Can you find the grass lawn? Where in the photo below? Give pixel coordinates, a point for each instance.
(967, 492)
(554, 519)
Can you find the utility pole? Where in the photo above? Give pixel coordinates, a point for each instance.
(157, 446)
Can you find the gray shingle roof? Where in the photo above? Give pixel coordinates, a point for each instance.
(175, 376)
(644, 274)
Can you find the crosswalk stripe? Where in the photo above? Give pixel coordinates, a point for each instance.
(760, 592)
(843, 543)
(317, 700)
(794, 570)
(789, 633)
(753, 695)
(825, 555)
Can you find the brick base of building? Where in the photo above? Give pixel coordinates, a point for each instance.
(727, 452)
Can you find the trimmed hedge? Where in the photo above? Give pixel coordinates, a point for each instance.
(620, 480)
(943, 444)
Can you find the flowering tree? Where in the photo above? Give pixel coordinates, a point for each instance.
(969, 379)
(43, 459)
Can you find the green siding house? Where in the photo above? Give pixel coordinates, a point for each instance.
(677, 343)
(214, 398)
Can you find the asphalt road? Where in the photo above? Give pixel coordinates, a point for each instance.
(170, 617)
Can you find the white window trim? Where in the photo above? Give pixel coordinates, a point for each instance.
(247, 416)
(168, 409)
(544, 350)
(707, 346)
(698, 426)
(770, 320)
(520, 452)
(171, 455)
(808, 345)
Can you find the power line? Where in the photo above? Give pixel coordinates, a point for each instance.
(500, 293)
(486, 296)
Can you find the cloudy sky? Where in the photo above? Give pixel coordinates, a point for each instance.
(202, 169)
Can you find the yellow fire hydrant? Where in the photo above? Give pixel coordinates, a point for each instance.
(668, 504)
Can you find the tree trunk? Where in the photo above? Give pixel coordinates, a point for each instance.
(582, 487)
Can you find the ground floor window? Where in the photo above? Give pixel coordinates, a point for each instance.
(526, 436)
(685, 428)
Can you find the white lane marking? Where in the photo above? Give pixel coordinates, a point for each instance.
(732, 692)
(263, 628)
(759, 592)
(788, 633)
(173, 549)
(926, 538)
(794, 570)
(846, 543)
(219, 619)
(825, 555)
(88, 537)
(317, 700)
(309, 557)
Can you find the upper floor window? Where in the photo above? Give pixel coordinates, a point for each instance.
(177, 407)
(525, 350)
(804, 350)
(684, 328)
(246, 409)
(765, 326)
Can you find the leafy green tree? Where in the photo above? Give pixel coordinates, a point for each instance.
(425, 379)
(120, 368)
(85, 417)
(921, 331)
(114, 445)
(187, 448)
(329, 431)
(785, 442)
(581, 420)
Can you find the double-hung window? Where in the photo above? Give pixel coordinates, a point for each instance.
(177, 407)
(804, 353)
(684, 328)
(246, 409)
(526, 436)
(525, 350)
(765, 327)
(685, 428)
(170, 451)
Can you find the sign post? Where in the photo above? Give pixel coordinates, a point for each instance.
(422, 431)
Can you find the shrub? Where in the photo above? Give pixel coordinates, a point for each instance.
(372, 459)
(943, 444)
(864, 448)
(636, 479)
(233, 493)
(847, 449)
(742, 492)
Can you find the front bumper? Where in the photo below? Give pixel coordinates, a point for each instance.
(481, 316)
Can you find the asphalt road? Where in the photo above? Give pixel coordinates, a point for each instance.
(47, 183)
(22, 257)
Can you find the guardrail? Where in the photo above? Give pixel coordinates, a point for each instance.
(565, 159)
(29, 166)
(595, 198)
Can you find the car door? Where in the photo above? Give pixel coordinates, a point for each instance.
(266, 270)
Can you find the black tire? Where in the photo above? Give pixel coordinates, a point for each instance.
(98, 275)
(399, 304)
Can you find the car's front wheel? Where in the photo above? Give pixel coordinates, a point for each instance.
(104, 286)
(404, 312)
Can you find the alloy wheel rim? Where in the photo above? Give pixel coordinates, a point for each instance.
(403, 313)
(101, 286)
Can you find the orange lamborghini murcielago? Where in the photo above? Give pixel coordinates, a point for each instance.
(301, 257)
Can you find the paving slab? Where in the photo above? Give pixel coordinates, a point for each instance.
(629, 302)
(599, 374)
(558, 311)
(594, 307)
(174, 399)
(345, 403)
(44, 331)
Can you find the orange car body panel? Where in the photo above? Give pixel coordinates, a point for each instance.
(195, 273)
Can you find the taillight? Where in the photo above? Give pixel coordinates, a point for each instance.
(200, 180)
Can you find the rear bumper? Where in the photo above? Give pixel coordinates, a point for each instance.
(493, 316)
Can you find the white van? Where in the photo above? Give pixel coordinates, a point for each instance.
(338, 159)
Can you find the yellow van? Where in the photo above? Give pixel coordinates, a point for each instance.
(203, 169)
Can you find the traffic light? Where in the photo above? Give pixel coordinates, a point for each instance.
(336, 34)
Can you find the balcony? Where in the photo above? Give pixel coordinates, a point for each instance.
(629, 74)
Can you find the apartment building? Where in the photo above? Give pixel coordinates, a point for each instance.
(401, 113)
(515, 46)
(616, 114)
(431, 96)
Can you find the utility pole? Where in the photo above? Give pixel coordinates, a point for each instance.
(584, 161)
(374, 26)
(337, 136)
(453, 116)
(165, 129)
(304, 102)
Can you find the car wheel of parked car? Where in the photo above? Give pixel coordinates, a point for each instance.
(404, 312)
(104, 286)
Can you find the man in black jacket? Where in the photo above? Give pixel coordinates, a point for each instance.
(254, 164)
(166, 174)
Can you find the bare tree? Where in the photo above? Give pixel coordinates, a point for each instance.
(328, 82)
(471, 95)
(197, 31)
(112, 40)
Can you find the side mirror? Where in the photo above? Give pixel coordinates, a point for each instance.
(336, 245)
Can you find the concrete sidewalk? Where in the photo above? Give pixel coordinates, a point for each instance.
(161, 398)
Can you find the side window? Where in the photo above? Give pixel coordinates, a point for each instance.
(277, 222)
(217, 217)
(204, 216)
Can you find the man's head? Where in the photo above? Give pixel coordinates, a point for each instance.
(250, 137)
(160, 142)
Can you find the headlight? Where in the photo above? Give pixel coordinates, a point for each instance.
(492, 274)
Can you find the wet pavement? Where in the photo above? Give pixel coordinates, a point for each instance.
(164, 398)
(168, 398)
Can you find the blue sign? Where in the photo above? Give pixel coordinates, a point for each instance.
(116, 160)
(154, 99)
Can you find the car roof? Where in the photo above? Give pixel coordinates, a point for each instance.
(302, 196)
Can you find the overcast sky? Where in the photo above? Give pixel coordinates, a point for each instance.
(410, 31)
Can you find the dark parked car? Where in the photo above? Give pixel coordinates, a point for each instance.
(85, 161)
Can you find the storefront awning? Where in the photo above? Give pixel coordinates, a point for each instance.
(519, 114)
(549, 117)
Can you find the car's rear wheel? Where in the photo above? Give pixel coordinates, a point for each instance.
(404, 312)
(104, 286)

════

Exercise requirements
Go through the listing and copy each line exactly.

Solution to the exercise
Can you find the grass lawn? Where in the photo below? Give pixel coordinates, a point for each instance.
(967, 492)
(554, 519)
Can you find the utility pole? Where in the photo above? Give pixel coordinates, a point for each instance.
(157, 446)
Can you find the gray shingle roof? Where in the photo above? Give pixel coordinates, a point for each instance.
(175, 376)
(644, 274)
Can you find the crosswalk stripe? Where in the photo above? Give pixel coordinates, a point for each instance.
(760, 592)
(843, 543)
(317, 700)
(794, 570)
(789, 633)
(753, 695)
(825, 555)
Can you find the brick base of building? Where in the photo above? Give pixel coordinates, a point for each instance.
(727, 452)
Can you find the trimmed hedge? Where in the photo above? Give pixel coordinates, a point for each instance.
(620, 480)
(943, 444)
Can you find the flowering tree? Where in the photo above? Give pixel coordinates, a point for each instance.
(969, 379)
(43, 459)
Can you find the green siding house? Where in the photo above? Give pixel coordinates, a point for each instance.
(677, 343)
(214, 398)
Can you find the asphalt road? Where in the photo above? Give pixel coordinates, a point for each instance.
(170, 617)
Can you find the white window trim? Where in the photo above? Give pixel coordinates, a point for each instance.
(247, 416)
(168, 409)
(544, 350)
(707, 346)
(698, 426)
(770, 320)
(520, 452)
(171, 455)
(808, 345)
Can you find the power line? Where in the photo above? Give pixel coordinates, a point for each instance.
(500, 293)
(486, 296)
Can you find the cloudy sky? Where in the photo above? Give pixel coordinates, a point for each instance.
(202, 169)
Can you find the yellow fire hydrant? Where in the photo above? Give pixel coordinates, a point for each instance.
(668, 504)
Can you find the tree trunk? Where in the photo above? Give pixel coordinates, a point for each instance.
(582, 487)
Can you find the ground floor window? Where in the photo above? Give pixel coordinates, a point for each instance.
(526, 436)
(685, 428)
Can you find the white lane marking? Where in the photo above? Give pixel coordinates, a point for each instance.
(732, 692)
(263, 628)
(759, 592)
(788, 633)
(173, 549)
(926, 538)
(794, 570)
(846, 543)
(219, 619)
(825, 555)
(88, 537)
(317, 700)
(309, 557)
Can you find the upper floor window? Where in the photo above? Give pixel coordinates, a point for each instance.
(177, 407)
(525, 350)
(804, 350)
(684, 328)
(246, 409)
(765, 326)
Can you find the leafy green tree? Where in the photo above? Give pixel coordinates, a point for each instance.
(425, 379)
(120, 368)
(85, 417)
(921, 331)
(114, 445)
(187, 448)
(329, 431)
(785, 442)
(581, 420)
Can you find the double-hung window? Where in the photo above? Give pixel coordinates, a point for each instance.
(177, 407)
(804, 353)
(684, 328)
(246, 409)
(526, 436)
(525, 350)
(765, 327)
(685, 428)
(170, 451)
Can you find the sign post? Where in the photo above? Give pixel coordinates, a point for each instance.
(422, 431)
Can you find the shrub? Where in the photo above? Give pixel coordinates, a point for each instance.
(372, 459)
(943, 444)
(864, 448)
(636, 479)
(233, 493)
(847, 449)
(742, 492)
Can you find the front bumper? Where in the photo below? Give pixel coordinates, a point for each instance.
(481, 316)
Can you find the asphalt road? Where in the photo above? Give pixel coordinates, a point for each instance.
(47, 183)
(22, 257)
Can you find the guardrail? Where in the photo above? Give pixel coordinates, a point for each instance.
(565, 159)
(29, 166)
(595, 198)
Can you find the car door? Where in the photo above? Give pixel coordinates, a point for each instance.
(266, 270)
Can you find the black tire? Where in the photo above? Give pixel coordinates, a point for each instance.
(98, 275)
(399, 304)
Can you find the car's front wheel? Where in the photo above? Give pixel coordinates, a point for each instance.
(104, 286)
(404, 312)
Can you find the alloy wheel rim? Where in the photo above? Give pixel coordinates, a point for each instance.
(403, 313)
(101, 286)
Can you find the orange lamborghini murcielago? Where in the photo above? Give pixel coordinates, a point for each instance.
(301, 257)
Can you find the paving slab? Where in the photo above? Give pixel coordinates, a point for each instance.
(629, 302)
(599, 374)
(558, 311)
(594, 307)
(174, 399)
(345, 403)
(44, 331)
Can you find the orange car body panel? Where in the photo above? Give pixel coordinates, a point for each instance.
(195, 273)
Can you find the taillight? Where in the photo above? Give pixel coordinates, a point for each instance.
(200, 180)
Can you find the rear bumper? Where in the photo above? Give pixel coordinates, a point for each instance.
(493, 316)
Can you find the white van? Where in the photo above? Give pixel coordinates, a point for each instance.
(338, 159)
Can you find the yellow van? Where in the photo above? Give pixel coordinates, a point for each instance.
(203, 169)
Can you find the traffic light? Where in the photo above? Give pixel coordinates, a point for each instance.
(336, 34)
Can you find the balcony? Where in the photo above? Give pixel coordinates, a point for each instance.
(629, 74)
Can you find the apartment building? Where in the photo above? Give pixel coordinates, a point for each instance.
(401, 113)
(515, 46)
(616, 114)
(431, 96)
Can you find the utility pole? Where in the photo above? Give pixel coordinates, a point for each instance.
(584, 161)
(374, 26)
(337, 136)
(453, 116)
(165, 129)
(304, 102)
Can you find the car wheel of parked car? Where in the photo above? Give pixel coordinates, a point for each instance.
(404, 312)
(104, 286)
Can you find the man in black jacket? Where in the photo above? Give pixel coordinates, a point for each instance.
(254, 164)
(166, 174)
Can you find the bare tree? Where in the photo above? Give pixel coordinates, a point for each instance.
(328, 82)
(471, 95)
(197, 31)
(112, 40)
Can you find the side mirror? Where in the photo above? Give pixel coordinates, a point for each instance.
(336, 245)
Can you find the concrete sidewalk? Where in the photo above? Give pixel coordinates, a point for each instance.
(161, 398)
Can you find the side window? Where in the photo above? Give pixel coordinates, a point for each instance.
(277, 222)
(217, 217)
(204, 216)
Can you find the man's head? Where in the photo above? Give pixel coordinates, a point for each instance.
(250, 137)
(160, 142)
Can you find the headlight? Where in the photo above? Give pixel coordinates, a point for each instance.
(492, 274)
Can you find the wet pavement? Where in the photo above? Give pixel coordinates, a point for each instance.
(164, 398)
(168, 398)
Can you find the blue sign? Where in the photo above? Give pixel coordinates, a point for each instance.
(116, 160)
(154, 99)
Can you find the car roof? Where in the photo above? Give pixel coordinates, a point for each instance.
(302, 196)
Can you find the overcast sky? Where in the photo above? Give pixel coordinates, a point for each instance.
(410, 31)
Can you find the dark parked car? Where in the photo above? Give pixel coordinates, a point for each instance.
(85, 161)
Can you find the storefront awning? Where in the photo above? Give pixel coordinates, a point for each instance.
(519, 114)
(549, 117)
Can you find the car's rear wheel? Where in the photo above? Give pixel coordinates, a point for each instance.
(404, 312)
(104, 286)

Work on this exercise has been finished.